Which lines in the records below contain the string "green"? Extract each of them in full. Letter case counts.

>>

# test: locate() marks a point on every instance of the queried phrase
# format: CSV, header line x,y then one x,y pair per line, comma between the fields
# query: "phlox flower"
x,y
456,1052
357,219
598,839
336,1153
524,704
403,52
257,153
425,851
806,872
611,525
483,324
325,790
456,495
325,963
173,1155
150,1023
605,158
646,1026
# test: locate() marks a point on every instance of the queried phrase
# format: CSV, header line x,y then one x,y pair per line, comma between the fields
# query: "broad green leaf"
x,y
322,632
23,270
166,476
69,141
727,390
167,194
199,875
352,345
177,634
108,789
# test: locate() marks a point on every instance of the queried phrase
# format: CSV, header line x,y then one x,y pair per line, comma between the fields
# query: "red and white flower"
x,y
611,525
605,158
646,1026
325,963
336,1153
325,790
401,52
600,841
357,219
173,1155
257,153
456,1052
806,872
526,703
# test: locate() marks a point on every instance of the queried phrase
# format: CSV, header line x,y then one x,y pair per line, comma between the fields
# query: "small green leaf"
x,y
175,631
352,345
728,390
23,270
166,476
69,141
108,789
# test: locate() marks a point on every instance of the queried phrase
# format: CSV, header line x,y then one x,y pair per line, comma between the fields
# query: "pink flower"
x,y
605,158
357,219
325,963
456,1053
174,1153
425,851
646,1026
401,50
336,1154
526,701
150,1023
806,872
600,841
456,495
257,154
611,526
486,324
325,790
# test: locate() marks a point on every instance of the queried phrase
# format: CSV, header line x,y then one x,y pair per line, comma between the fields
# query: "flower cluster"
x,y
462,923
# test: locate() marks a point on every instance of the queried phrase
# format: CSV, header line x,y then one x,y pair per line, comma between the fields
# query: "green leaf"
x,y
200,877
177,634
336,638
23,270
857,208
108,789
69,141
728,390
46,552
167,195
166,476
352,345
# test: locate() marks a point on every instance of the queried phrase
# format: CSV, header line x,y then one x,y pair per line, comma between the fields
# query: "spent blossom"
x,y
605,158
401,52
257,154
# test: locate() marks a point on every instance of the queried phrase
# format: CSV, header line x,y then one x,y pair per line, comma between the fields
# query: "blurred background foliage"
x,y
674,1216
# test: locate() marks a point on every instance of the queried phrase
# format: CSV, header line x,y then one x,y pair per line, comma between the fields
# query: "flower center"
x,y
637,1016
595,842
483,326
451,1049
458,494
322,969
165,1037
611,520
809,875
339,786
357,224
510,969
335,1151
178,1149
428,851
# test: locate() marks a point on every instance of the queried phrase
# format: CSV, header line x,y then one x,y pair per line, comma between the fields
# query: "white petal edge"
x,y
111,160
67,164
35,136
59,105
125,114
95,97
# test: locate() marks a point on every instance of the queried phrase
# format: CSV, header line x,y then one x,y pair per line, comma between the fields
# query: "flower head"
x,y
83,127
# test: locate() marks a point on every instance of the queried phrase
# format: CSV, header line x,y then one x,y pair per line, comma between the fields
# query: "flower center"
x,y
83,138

<<

= Output of the exercise =
# query: "broad green leaf"
# query: "small green leaf"
# query: "green leaf"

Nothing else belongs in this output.